Assigned task: Exactly as written, give back every record below.

⁂

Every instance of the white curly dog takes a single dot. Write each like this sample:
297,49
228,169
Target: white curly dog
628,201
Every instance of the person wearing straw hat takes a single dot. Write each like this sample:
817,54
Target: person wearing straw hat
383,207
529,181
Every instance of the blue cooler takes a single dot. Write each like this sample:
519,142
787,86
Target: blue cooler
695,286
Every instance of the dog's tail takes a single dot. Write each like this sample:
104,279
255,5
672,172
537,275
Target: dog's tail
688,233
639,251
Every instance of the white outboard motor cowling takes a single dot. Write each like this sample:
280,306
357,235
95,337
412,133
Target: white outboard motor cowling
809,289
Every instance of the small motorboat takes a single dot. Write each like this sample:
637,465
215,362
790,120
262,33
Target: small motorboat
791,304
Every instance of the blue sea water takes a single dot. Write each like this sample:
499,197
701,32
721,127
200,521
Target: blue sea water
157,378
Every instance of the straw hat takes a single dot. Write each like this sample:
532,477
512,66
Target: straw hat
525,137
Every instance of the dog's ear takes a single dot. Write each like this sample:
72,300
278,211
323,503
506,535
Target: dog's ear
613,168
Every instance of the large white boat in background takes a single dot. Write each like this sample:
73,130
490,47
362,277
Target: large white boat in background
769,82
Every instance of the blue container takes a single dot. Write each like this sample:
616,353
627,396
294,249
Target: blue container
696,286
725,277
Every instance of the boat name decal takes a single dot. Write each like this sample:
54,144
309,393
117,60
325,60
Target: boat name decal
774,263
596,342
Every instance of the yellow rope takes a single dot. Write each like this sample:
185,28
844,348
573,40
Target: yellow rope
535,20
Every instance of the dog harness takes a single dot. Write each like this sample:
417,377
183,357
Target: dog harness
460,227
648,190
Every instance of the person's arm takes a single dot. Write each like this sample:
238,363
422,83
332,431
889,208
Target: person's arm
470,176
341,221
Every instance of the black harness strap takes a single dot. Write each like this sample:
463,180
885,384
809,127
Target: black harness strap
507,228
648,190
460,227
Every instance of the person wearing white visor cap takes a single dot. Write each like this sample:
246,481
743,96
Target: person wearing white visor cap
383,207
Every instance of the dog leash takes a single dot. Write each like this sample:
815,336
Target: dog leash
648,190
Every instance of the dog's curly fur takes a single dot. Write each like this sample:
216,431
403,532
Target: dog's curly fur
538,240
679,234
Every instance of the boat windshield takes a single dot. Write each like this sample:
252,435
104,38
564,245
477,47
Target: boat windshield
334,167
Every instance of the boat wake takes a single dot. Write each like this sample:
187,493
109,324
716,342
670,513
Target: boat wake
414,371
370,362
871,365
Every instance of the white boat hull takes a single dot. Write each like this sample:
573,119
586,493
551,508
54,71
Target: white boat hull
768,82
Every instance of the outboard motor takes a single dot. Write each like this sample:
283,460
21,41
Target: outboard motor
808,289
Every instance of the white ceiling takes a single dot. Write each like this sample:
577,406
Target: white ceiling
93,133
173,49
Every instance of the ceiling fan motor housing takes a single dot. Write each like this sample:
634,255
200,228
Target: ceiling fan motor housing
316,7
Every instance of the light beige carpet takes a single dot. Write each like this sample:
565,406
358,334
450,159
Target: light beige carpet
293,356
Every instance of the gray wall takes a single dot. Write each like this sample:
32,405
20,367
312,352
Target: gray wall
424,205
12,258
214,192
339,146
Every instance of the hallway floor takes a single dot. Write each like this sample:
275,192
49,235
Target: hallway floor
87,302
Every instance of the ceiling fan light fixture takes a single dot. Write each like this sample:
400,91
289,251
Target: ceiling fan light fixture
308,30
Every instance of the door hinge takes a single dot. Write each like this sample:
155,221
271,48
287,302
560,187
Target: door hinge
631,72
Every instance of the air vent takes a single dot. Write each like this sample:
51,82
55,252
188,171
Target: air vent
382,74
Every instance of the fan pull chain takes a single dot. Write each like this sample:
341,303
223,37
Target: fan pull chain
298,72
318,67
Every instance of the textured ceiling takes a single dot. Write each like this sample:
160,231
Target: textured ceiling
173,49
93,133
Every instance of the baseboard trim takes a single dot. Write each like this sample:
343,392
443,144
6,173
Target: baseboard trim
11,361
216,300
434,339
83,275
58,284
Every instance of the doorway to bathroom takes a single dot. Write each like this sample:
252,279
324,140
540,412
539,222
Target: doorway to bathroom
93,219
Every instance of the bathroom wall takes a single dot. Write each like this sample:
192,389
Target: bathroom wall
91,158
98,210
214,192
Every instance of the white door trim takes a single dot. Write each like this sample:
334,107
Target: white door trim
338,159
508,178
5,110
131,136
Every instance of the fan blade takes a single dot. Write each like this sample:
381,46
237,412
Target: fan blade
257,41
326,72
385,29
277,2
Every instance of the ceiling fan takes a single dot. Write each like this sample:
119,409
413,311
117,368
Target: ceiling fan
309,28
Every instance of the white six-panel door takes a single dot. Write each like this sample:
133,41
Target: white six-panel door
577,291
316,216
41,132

⁂

Solved exercise:
Every instance of the white curly dog takes a single dot. Write each like this sample:
297,49
228,169
Target: white curly dog
628,201
Every instance of the person wearing straw hat takes a single dot. Write each like this sample:
817,54
Target: person wearing straw hat
383,207
529,181
Every instance of the blue cooler takes a single dot. Write each like this sample:
519,142
787,86
Target: blue cooler
695,286
Every instance of the dog's tail takes a single dot. Write each like this sample:
104,279
255,5
672,172
537,275
Target: dog's tail
688,233
639,251
Every instance of the white outboard motor cowling takes a single dot. Write each like this sample:
280,306
357,235
95,337
412,133
Target: white outboard motor cowling
809,289
Every instance of the small motorboat takes a single dot. Write each like this sample:
637,465
215,362
790,120
262,33
Target: small motorboat
791,304
Every instance of the blue sea water takes a single dot. Write each like this sample:
499,197
701,32
721,127
200,521
Target: blue sea water
157,378
Every instance of the straw hat takes a single dot. Write each like this sample:
532,477
512,66
Target: straw hat
525,137
Every instance of the dog's ear takes a single dot. Write each like this sample:
72,300
278,211
323,503
506,535
Target: dog's ear
613,168
Every instance of the large white boat in background takes a single dot. Write each like this sample:
73,130
490,47
362,277
Target: large white boat in background
769,82
Every instance of the blue container takes a single dot. Write each like this sample:
616,353
627,396
294,249
Target: blue container
696,286
725,277
Every instance of the boat name decal takes a single dot. Write each like this sample:
54,144
309,393
117,60
325,60
Target: boat name decal
774,263
596,342
Every instance of the yellow rope takes a single dot. Write each like this sample:
185,28
844,348
573,40
Target: yellow rope
535,20
Every instance of the dog harness takes a single dot. Write each like this sample:
417,377
183,357
Target: dog harness
460,227
648,190
Every instance of the person's arm takes a single dot. Write each like this sample:
238,363
422,83
332,431
889,208
Target: person's arm
470,176
341,221
Every instance of the black harness strap takes a single dot. Write each like this sample:
463,180
885,384
809,127
Target: black harness strap
507,228
648,190
460,227
Every instance of the person wearing white visor cap takes a single dot. Write each like this sample:
246,481
743,96
Target: person wearing white visor cap
383,207
Every instance of the dog leash takes a single dot. Write each like this sample:
815,336
Target: dog leash
648,190
Every instance of the dog's curly fur takes a single dot. Write each like this sample:
216,431
403,532
Target: dog's curly fur
538,240
679,234
Every instance of the boat windshield takes a single dot. Write each like this sample:
252,435
104,38
564,245
477,47
Target: boat windshield
334,167
Every instance of the boat wake takes a single dot. Write each like this sample:
187,493
109,324
716,342
670,513
Target: boat wake
414,371
370,362
871,365
Every instance of the white boat hull takes a single dot. Write each like this sample:
573,119
586,493
551,508
54,71
Target: white boat hull
768,82
Every instance of the outboard motor takes a single dot. Write each like this sample:
283,460
21,41
Target: outboard motor
808,289
Every instance of the white ceiling takes a single dot. Write each like this sample:
577,406
Target: white ceiling
93,133
173,49
Every instance of the ceiling fan motor housing takes a single dot. Write each like this sample:
634,255
200,228
Target: ceiling fan motor housing
316,7
Every instance of the light beige carpet takes a single dot. Write each like this sample:
565,406
358,334
450,159
Target: light beige carpet
293,356
Every instance of the gray wall takes a single dot. Write each like this sample:
32,405
20,367
312,352
Target: gray wall
424,205
12,258
214,192
339,146
Every instance of the hallway floor takes a single dot. Write each like this sample:
275,192
49,235
Target: hallway floor
87,302
Every instance of the ceiling fan light fixture takes a single dot. Write each like this sample:
400,91
289,251
Target: ceiling fan light fixture
308,30
Every instance of the door hinge takes a single dot. Write each like this sample:
155,221
271,48
287,302
560,187
Target: door hinge
631,72
Every instance of the air vent takes a single dot. Write each like this sample:
51,82
55,252
188,171
Target: air vent
382,74
Every instance of the fan pull chain takes a single dot. Write each like this sample:
341,303
223,37
Target: fan pull chain
298,72
318,67
Every instance of the textured ceiling takes a single dot. Write each like this sample:
160,231
Target: textured ceiling
173,49
93,133
Every instance of the baseboard trim takes a single dot. Write each like this sample:
343,392
443,144
6,173
Target: baseboard trim
11,361
216,300
434,339
83,275
58,284
Every instance of the doorway to bathroom takes a single dot. Write each like this sample:
252,279
324,140
540,412
539,222
Target: doorway to bathroom
93,219
Every instance of the bathroom wall takes a single dot. Write each like this sample:
192,389
Target: bathroom wall
91,158
98,210
214,192
Every instance of the white door trim takes a single dot. Write each like this sample:
334,107
Target: white door trim
338,159
508,178
5,110
131,136
Every instance of the fan blade takes a single dot. Write each like this sample:
381,46
237,412
Target: fan blade
257,41
326,72
385,29
277,2
Every instance of the ceiling fan takes a single dot. Write each like this sample:
119,409
413,311
117,368
Target: ceiling fan
309,28
Every instance of the white six-panel door takes a single dot. Write each like this sample:
133,41
Target: white six-panel door
577,291
316,216
41,132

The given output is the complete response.